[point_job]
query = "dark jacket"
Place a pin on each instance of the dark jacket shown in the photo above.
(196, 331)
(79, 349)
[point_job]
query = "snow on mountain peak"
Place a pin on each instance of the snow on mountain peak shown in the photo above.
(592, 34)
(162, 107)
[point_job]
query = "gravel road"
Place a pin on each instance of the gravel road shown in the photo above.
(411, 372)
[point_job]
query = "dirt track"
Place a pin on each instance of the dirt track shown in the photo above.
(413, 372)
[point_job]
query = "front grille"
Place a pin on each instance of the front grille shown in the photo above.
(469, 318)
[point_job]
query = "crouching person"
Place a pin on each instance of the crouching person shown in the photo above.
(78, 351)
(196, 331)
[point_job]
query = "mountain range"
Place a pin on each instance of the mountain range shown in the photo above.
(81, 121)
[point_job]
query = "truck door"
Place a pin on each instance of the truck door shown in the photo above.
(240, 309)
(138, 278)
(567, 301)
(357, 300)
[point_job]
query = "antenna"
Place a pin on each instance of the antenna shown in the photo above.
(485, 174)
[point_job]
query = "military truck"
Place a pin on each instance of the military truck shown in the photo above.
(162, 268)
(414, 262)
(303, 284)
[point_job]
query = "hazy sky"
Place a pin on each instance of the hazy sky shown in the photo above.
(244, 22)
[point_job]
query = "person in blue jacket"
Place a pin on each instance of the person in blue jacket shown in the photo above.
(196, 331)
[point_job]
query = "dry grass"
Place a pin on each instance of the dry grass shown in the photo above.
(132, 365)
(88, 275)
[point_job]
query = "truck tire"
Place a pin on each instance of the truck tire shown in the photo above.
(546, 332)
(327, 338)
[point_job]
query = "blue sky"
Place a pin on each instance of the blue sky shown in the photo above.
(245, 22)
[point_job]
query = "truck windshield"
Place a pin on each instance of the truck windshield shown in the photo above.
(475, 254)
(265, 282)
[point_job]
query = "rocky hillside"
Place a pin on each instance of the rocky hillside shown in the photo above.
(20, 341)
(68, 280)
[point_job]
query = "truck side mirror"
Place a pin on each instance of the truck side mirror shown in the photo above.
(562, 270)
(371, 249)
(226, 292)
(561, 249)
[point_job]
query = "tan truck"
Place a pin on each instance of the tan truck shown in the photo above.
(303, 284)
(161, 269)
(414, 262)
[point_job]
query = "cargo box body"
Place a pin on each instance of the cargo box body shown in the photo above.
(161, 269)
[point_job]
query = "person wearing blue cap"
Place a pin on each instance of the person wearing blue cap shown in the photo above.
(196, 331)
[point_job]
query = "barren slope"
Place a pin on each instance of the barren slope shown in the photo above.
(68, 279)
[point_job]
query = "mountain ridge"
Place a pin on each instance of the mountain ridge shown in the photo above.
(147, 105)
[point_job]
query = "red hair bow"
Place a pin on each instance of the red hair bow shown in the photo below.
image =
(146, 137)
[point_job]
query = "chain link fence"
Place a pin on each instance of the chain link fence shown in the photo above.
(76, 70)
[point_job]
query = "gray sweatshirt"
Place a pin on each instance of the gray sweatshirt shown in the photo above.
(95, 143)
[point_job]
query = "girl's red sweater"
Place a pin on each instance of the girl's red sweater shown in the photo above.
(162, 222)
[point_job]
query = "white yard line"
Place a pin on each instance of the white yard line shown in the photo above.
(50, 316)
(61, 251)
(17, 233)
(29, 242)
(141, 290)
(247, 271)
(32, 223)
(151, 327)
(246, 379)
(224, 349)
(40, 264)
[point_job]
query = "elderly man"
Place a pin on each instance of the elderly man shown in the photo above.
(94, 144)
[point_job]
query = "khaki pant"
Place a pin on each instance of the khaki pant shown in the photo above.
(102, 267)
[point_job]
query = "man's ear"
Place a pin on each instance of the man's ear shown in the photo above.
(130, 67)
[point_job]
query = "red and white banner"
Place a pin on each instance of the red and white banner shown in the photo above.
■ ■ ■ ■ ■
*GOAL OF THE EXERCISE:* Write out the data once more, word for word.

*RESULT OF THIS EXERCISE:*
[point_job]
query = "dark jacket"
Place a pin on each instance of the dark jacket shown in the photo above.
(196, 331)
(79, 349)
[point_job]
query = "snow on mountain peak"
Place a pin on each instance of the snow on mountain peak shown in the photo above.
(592, 34)
(162, 107)
[point_job]
query = "gravel road"
Place a pin on each instance of the gravel road shown in the photo above.
(411, 372)
[point_job]
query = "dirt track"
Place a pin on each instance of the dirt track shown in the photo above.
(413, 372)
[point_job]
query = "front grille"
Place a pin on each instance of the front grille shown in the photo above.
(469, 318)
[point_job]
query = "crouching person"
Place a pin on each instance of the crouching person shown in the photo above.
(78, 351)
(196, 331)
[point_job]
query = "mountain range"
Place a pin on each instance of the mountain range shown in the photo above.
(81, 121)
[point_job]
query = "truck door"
Place a pin on each instance of the truck door shown in the photo above.
(240, 309)
(138, 278)
(567, 301)
(357, 300)
[point_job]
query = "antenna"
Place a pin on each instance of the antenna shown in the photo above.
(485, 174)
[point_job]
query = "military truck"
Place a pin on each instance of the military truck shown in the photo above.
(162, 268)
(414, 262)
(303, 284)
[point_job]
query = "hazy sky"
Place a pin on each instance of the hazy sky shown in the photo above.
(244, 22)
[point_job]
query = "person in blue jacket"
Place a pin on each instance of the person in blue jacket shown in the photo above.
(196, 331)
[point_job]
query = "dry grass"
Place a pin on each instance of the dry grass shown in the photo above.
(132, 365)
(88, 275)
[point_job]
query = "truck tire"
Place a pin on each instance of the truck tire shown in the photo above.
(546, 332)
(327, 338)
[point_job]
query = "blue sky"
Place a pin on each instance of the blue sky shown in the photo above.
(245, 22)
[point_job]
query = "truck windshield"
Place a pin on each instance of the truck windshield shown in the photo above.
(475, 254)
(265, 282)
[point_job]
query = "rocky hillside"
Place a pin on each instance of the rocky hillside shown in the photo above.
(20, 341)
(68, 280)
[point_job]
query = "truck side mirror"
Place a pin on each instance of the truck side mirror shown in the photo above.
(562, 270)
(371, 249)
(226, 292)
(561, 249)
[point_job]
query = "tan truck"
Place a pin on each instance of the tan truck shown in the photo above.
(303, 284)
(161, 269)
(414, 262)
[point_job]
query = "cargo box body"
Place a pin on each instance of the cargo box body shown in the photo above.
(161, 269)
[point_job]
query = "person wearing blue cap"
Place a pin on each instance of the person wearing blue cap shown in the photo above.
(196, 331)
[point_job]
query = "barren slope"
Place a pin on each instance of the barren slope shown in the photo above.
(68, 279)
[point_job]
query = "mountain ridge"
Place a pin on each instance of the mountain ridge shown in the photo above.
(147, 105)
[point_job]
query = "red hair bow"
Place a pin on each instance of the red hair bow shown in the photo below.
image =
(146, 137)
[point_job]
query = "chain link fence"
Place a pin on each instance of the chain link fence shown in the photo above.
(76, 70)
[point_job]
query = "gray sweatshirt"
Place a pin on each instance of the gray sweatshirt shown in the photo above.
(95, 143)
[point_job]
query = "girl's red sweater"
Place a pin on each instance of the girl's red sweater shown in the photo above.
(162, 222)
[point_job]
query = "white yard line"
Place a pin on each instance of the white yard line shown in the photo above.
(50, 316)
(61, 251)
(17, 233)
(29, 242)
(141, 290)
(247, 271)
(32, 223)
(151, 327)
(246, 379)
(224, 349)
(40, 264)
[point_job]
query = "elderly man"
Place a pin on each instance of the elderly man shown in the photo above.
(94, 144)
[point_job]
query = "khaki pant"
Place a pin on each instance of the khaki pant shown in the photo above.
(102, 267)
[point_job]
query = "man's ear"
Place a pin on each instance of the man's ear shown in the photo above.
(130, 67)
[point_job]
query = "red and white banner"
Place a pin on each instance of the red and white banner shown in the photo above.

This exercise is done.